The dataset that ChatGPT was trained on is particularly significant for the current study. While GPT-3 was trained on 45 TB of data (Zhou et al. 2023), ChatGPT – based on GPT-3.5 – received 300 billion lines of data as input (Hughes 2023). This involved using text databases from the internet, including 570 GB of information gathered from books, webtexts, Wikipedia entries, and other online texts (Hughes 2023). Because ChatGPT is trained on such a large corpus, it should be able to draw on a diverse range of sources. This vast and diverse knowledge base creates the opportunity to use ChatGPT or other LLMs as sources of information, as Rozado (2023:2) argues,

Future iterations of models evolved from ChatGPT will likely replace the Google search engine stack and will probably become our everyday digital assistants while being embedded in a variety of technological artifacts. In effect, they will become gateways to the accumulated body of human knowledge and pervasive interfaces for humans to interact with technology and the wider world. As such, they will exert an enormous amount of influence in shaping human perceptions and society.

ChatGPT is programmed to avoid disseminating false information and relies on a catalogue of sources that its creators consider to be trustworthy (Bang et al. 2023; Quinn 2023). According to Lin, Hilton and Evans (2021), generating false information is a frequent issue with LLMs, and the issue is exacerbated with larger models. The authors advise fine-tuning the model, which ChatGPT did by utilising the aforementioned reinforcement learning and user input. Bang et al. (2023) and Guo et al. (2023) nevertheless note ChatGPT’s tendency to hallucinate, i.e. generate text that sounds plausible but contain factually incorrect information. Borji (2023) also states, “It is important to exercise caution when using language models like LLMs as they have only acquired a limited and superficial understanding of human knowledge and may not provide accurate factual information.” Nevertheless, ChatGPT’s responses have been found to be accurate in a variety of domains (Gilson et al. 2022; Kung et al. 2022; Johnson et al. 2023; Sallam et al. 2023).

A major concern with LLMs is that they may be biassed, especially towards minorities. Borji (2023) voices specific concern in this regard,

One of the primary ethical concerns surrounding the use of ChatGPT is the presence of biases in the training data. Since the model’s training relies on a vast corpus of text, any biases present in the data can manifest in the output, leading to erroneous and unjust results, especially for marginalized communities.

# Stored data entries
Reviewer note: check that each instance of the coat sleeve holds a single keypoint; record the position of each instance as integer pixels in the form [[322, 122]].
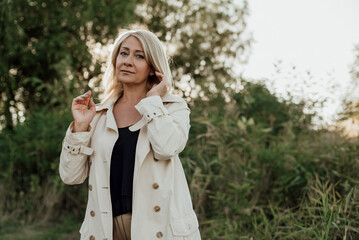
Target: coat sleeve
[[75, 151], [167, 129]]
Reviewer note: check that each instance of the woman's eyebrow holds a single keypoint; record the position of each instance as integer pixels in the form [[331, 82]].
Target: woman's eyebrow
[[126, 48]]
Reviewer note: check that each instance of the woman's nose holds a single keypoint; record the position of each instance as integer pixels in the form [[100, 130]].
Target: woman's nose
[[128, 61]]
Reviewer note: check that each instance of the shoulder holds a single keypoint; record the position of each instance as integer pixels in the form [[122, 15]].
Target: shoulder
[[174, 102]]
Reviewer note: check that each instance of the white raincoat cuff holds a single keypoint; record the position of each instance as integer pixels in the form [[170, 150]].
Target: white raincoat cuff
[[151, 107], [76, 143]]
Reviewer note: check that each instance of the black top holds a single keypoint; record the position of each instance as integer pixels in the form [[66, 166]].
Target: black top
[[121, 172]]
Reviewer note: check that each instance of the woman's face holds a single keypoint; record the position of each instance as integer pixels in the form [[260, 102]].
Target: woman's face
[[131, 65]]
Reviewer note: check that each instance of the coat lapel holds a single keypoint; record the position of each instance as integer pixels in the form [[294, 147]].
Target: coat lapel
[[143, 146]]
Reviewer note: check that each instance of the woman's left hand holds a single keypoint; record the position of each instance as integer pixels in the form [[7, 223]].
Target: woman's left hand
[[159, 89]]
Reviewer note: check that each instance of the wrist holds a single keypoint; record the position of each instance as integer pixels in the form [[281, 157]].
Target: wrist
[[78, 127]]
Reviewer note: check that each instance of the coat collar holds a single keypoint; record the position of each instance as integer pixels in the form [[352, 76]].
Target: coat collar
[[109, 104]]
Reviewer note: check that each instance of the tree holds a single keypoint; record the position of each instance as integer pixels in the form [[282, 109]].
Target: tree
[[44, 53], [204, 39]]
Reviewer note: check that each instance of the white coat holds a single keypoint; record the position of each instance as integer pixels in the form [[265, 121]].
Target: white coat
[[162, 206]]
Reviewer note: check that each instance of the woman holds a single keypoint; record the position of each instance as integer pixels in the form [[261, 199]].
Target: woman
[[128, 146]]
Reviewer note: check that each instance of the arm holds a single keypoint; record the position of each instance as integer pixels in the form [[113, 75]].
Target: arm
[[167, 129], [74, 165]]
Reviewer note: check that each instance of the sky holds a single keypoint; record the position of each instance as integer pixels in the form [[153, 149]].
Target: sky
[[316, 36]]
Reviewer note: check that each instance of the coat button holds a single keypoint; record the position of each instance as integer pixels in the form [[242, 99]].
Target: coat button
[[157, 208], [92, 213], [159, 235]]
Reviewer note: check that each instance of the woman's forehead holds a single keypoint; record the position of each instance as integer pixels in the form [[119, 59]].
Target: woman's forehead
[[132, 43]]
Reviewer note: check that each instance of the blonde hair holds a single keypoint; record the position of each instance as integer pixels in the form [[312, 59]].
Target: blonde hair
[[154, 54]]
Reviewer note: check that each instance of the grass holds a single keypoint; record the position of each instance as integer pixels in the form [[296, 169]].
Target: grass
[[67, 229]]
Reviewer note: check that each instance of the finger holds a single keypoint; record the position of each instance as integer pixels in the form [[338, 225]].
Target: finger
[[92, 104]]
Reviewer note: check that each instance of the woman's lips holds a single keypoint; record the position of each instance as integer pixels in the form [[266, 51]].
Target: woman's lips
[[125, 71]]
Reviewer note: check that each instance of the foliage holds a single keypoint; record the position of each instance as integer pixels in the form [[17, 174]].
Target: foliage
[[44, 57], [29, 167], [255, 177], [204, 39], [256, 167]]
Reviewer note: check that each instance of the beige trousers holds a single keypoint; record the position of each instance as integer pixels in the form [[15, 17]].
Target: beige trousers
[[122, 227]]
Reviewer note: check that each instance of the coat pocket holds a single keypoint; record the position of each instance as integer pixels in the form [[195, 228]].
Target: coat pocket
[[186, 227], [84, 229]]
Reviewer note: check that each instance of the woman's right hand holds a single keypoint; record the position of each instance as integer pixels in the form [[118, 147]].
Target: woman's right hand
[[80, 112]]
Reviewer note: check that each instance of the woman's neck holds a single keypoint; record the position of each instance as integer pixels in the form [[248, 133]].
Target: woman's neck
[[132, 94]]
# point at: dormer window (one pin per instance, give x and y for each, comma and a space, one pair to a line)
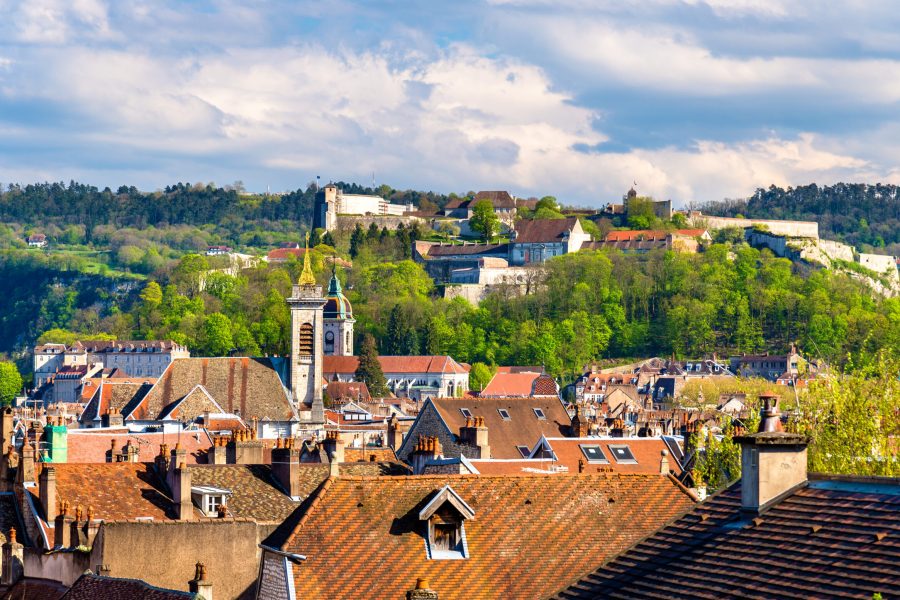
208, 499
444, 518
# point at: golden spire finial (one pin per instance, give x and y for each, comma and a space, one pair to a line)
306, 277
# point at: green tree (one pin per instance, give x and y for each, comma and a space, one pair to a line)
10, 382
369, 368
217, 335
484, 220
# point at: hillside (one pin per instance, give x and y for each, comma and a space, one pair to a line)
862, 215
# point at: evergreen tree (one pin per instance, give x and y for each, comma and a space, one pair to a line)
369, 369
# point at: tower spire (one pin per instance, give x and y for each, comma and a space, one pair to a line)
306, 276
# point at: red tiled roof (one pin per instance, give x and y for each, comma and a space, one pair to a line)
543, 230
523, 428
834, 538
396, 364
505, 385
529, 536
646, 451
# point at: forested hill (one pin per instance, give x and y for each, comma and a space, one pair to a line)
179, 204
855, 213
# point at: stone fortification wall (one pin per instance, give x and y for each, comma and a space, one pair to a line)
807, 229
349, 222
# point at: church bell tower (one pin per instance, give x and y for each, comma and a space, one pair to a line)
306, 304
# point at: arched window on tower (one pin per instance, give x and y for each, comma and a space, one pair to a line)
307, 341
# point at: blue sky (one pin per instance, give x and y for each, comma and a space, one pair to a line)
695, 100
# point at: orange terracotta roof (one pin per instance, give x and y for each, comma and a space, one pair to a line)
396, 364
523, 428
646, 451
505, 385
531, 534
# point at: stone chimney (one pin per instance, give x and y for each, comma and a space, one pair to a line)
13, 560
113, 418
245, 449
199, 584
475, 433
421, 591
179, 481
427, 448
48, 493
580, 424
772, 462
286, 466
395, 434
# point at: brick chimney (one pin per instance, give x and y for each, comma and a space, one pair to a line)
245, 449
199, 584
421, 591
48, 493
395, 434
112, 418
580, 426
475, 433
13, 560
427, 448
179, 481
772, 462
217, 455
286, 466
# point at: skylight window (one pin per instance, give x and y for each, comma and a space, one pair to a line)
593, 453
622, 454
==
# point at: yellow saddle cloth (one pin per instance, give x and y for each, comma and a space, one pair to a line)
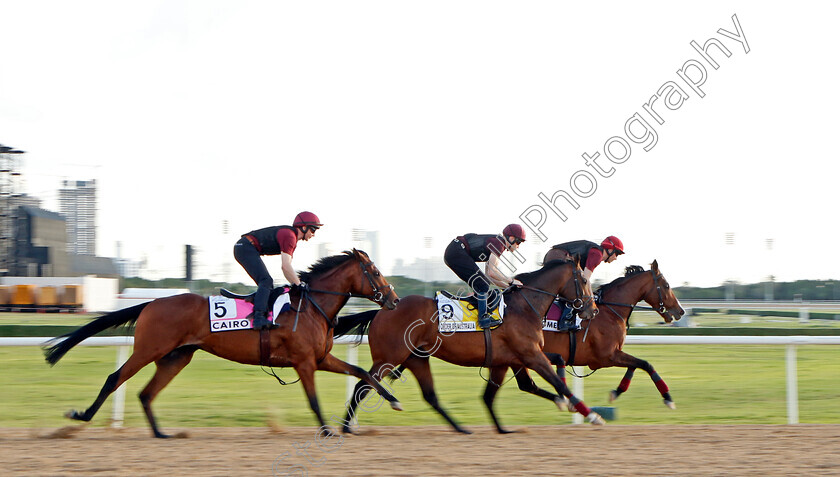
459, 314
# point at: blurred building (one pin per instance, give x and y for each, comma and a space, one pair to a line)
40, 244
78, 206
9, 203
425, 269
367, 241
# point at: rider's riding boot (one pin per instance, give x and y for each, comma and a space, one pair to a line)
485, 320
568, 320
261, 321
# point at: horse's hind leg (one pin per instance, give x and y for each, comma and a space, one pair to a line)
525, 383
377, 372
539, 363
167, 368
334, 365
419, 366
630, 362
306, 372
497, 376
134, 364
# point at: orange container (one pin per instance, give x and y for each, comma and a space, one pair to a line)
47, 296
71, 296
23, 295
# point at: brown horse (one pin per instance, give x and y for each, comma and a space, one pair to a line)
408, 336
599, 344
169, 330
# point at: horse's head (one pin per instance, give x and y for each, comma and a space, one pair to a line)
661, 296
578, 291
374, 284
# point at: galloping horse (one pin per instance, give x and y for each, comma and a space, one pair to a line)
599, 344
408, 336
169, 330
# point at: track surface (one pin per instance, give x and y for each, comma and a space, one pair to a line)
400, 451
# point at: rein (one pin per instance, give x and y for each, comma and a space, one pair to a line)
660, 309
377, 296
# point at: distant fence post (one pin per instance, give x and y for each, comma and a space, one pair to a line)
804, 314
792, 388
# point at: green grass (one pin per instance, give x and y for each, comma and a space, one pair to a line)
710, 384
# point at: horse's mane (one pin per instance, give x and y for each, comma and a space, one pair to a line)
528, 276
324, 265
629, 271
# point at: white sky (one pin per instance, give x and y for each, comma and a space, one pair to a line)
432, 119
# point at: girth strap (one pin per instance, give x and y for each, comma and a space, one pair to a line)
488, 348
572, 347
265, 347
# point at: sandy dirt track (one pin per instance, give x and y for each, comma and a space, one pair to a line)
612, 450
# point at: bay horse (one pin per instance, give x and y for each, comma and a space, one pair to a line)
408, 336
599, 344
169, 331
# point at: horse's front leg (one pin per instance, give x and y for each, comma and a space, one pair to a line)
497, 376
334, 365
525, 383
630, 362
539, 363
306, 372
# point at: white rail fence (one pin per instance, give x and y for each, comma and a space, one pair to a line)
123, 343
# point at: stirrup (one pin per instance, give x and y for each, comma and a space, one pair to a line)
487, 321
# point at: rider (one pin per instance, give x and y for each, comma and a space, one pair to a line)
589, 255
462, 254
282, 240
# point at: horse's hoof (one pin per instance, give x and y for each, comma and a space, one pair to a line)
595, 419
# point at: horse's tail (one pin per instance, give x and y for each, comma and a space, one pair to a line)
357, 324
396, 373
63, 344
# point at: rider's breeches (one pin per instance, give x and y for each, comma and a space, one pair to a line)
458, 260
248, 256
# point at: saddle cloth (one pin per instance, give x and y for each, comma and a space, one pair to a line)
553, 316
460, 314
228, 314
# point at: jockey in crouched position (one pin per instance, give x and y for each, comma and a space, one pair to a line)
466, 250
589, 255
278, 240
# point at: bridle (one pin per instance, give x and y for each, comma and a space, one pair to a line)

# TASK INSTRUCTIONS
Which studies does the ChatGPT passage cite for the finding that ChatGPT's responses are accurate in a variety of domains?

# RESULT OF THIS EXERCISE
Gilson et al. 2022; Kung et al. 2022; Johnson et al. 2023; Sallam et al. 2023